Una devozione antica
Nella Sicilia Orientale, il culto verso questi martiri si diffonde soprattutto dopo il 1516, in seguito al ritrovamento dei loro corpi presso il monastero di San Filippo di Fragalà.
A Biancavilla la devozione verso i tre fratelli – molto viva e sentita anche oggi – presumibilmente è stata portata alla fine del Seicento quando, a seguito dell’eruzione del 1669 e del terremoto del 1693, nel nostro territorio si stabilirono diversi abitanti di Trecastagni, Nicolosi e Pedara che già li veneravano. L’espressione di culto più diffusa tra i biancavillesi è “u viaggiu” dalla propria casa fino al santuario (a circa 25 chilometri). Il viaggio a piedi (spesse volte scalzi) oppure di corsa, nudi (con pantaloni corti bianchi e una fascia rossa sul torace), con candele e grossi ceri di svariate decine di chili, viene compiuto per portare a compimento a prummisioni, la promessa.
Un secolo fa, la stessa strada era percorsa da decine e decine di carrozze che accompagnavano i pellegrini a Trecastagni per poi tornare a prenderli all’ora stabilita. Ogni carrozza nell’arco delle ventiquattro ore faceva anche otto o nove viaggi. Altri si organizzavano come potevano: con muli, cavalli o a piedi per l’andata e il ritorno.
____
I TUOI COMPITI:
- A) Aggiorna il brano sulla devozione antica riscrivendo tutto da "A Biancavilla la" giù fino a "prummisioni, la promessa.", con "torce" al posto di "candele".
- B) Porta avanti, per favore, il brano sulla devozione antica a partire dalla sua ultima frase.
I dati provengono da una fonte diversa dal brano sulla devozione antica.

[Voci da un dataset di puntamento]
____
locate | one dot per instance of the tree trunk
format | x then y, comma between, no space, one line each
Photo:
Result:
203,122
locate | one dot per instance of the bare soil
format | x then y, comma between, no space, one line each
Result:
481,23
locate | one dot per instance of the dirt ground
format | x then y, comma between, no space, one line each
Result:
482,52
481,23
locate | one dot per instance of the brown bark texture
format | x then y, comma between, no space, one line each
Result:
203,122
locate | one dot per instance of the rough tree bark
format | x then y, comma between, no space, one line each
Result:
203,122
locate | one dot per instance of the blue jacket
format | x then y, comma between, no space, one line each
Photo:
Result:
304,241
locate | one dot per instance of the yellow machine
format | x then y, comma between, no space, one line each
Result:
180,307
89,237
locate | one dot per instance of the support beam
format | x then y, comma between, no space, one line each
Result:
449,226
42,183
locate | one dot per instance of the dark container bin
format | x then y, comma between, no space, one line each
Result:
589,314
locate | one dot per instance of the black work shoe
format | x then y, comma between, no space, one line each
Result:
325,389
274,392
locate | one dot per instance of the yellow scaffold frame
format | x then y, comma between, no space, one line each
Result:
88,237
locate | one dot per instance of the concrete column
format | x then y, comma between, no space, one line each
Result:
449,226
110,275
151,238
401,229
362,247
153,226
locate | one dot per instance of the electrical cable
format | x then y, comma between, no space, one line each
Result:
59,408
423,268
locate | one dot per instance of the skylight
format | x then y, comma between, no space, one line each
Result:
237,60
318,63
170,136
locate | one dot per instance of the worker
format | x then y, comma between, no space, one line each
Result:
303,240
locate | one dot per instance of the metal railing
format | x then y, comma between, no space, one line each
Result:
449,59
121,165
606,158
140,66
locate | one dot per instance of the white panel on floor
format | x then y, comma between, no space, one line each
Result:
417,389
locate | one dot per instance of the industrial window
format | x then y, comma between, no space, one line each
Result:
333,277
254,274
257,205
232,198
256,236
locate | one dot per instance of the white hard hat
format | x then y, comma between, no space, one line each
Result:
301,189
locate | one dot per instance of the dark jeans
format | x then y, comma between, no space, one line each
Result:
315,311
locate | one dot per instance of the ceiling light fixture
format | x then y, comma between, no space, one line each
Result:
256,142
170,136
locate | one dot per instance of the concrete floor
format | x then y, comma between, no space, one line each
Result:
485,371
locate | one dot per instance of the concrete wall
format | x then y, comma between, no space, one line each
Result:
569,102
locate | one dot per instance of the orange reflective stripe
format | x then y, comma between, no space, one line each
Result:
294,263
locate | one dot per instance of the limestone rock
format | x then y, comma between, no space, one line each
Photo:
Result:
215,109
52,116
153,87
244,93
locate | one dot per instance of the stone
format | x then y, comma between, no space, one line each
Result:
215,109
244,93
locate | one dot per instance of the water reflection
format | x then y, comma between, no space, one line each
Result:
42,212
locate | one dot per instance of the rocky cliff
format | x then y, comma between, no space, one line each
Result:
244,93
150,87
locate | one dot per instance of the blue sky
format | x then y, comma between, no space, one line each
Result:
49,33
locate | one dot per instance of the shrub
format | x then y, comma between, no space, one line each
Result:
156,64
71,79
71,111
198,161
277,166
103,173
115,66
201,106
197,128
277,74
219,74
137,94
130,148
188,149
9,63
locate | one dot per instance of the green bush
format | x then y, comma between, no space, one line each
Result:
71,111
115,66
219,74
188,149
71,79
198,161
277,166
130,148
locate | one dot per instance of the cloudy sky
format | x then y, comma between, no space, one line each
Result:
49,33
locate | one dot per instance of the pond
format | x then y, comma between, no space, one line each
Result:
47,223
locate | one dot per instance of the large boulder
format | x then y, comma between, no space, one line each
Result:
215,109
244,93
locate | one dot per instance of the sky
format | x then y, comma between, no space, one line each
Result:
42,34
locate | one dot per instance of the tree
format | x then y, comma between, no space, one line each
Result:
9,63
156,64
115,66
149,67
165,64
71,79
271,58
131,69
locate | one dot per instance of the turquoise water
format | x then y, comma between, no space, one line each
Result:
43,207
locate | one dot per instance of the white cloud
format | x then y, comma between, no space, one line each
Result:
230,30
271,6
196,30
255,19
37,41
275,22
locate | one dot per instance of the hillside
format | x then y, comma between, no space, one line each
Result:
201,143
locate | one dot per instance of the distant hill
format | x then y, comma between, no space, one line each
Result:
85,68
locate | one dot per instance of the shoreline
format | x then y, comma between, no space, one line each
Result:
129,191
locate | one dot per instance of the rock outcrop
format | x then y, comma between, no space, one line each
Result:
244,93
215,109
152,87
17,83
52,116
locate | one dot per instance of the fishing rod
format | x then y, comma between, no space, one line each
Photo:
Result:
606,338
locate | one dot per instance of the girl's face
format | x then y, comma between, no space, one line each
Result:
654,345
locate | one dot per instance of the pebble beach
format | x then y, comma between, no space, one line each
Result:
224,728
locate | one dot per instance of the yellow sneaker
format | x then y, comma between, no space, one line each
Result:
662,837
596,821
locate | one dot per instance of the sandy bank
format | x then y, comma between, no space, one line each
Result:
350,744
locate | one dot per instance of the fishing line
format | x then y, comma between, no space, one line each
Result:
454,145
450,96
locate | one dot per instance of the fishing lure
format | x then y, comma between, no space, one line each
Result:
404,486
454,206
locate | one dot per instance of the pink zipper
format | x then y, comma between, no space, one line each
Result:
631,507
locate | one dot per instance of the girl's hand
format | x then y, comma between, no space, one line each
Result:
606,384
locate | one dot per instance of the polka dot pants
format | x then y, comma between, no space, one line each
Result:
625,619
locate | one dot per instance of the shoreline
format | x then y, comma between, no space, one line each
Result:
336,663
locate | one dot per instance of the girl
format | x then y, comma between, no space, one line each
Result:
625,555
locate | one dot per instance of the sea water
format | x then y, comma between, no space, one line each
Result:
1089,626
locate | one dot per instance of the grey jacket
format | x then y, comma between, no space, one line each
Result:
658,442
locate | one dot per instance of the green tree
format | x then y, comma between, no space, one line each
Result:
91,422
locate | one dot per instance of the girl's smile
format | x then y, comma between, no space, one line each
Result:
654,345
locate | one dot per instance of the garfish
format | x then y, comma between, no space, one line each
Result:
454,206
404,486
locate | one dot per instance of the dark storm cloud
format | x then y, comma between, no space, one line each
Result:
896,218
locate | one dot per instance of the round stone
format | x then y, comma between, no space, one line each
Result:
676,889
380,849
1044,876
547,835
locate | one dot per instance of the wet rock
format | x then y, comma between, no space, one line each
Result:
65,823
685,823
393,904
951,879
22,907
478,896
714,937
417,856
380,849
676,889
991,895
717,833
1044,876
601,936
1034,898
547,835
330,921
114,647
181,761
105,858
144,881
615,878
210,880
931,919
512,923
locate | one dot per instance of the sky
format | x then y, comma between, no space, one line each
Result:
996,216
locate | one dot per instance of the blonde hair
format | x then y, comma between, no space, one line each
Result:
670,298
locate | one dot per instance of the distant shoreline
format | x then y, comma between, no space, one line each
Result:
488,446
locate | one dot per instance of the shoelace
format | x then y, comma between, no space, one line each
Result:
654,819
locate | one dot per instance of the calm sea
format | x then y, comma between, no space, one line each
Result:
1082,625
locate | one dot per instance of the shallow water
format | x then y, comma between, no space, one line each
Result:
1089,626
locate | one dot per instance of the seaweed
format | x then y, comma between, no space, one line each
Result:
____
SOLUZIONI DEI COMPITI:
- A)
A Biancavilla la devozione verso i tre fratelli – molto viva e sentita anche oggi – presumibilmente è stata portata alla fine del Seicento quando, a seguito dell’eruzione del 1669 e del terremoto del 1693, nel nostro territorio si stabilirono diversi abitanti di Trecastagni, Nicolosi e Pedara che già li veneravano. L’espressione di culto più diffusa tra i biancavillesi è “u viaggiu” dalla propria casa fino al santuario (a circa 25 chilometri). Il viaggio a piedi (spesse volte scalzi) oppure di corsa, nudi (con pantaloni corti bianchi e una fascia rossa sul torace), con torce e grossi ceri di svariate decine di chili, viene compiuto per portare a compimento a prummisioni, la promessa.

- B)
Fino agli anni ’50, era possibile vedere qualche devoto all’ingresso della chiesa sciogliere il suo voto mettendosi “cc’a lingua a trascinuni” sul pavimento, per arrivare così fino al presbiterio. Tale pratica eccessivamente cruenta è stata abolita. Oggi, giunti nel santuario, l’invocazione si manifesta col grido «È vostri peri semu, sant’Affiu» oppure «Ccu tuttu u cori, sant’Affiu», prima di inginocchiarsi e pregare silenziosamente.
Cercando tra gli ex-voto
Il pellegrinaggio generalmente continua con la visita alle sale del Santuario. Qui sono presenti migliaia gli ex-voto, prodotti a partire dall’Ottocento, in quello che è stato definito il museo del dolore e della fede.
Quadretti raffiguranti il miracolo ricevuto e manufatti in cera con sembianze anatomiche. Manufatti raffiguranti cuori, gambe, reni, mani, mammelle che testimoniano guarigioni di altrettanti parti del corpo affette da malattie. Bavaglini o indumenti richiamano l’evento di una nascita desiderata e ottenuta dopo tante preghiere. E ancora: stampelle, protesi e tanti altri oggetti indicano la fede semplice e forte di chi li ha donate.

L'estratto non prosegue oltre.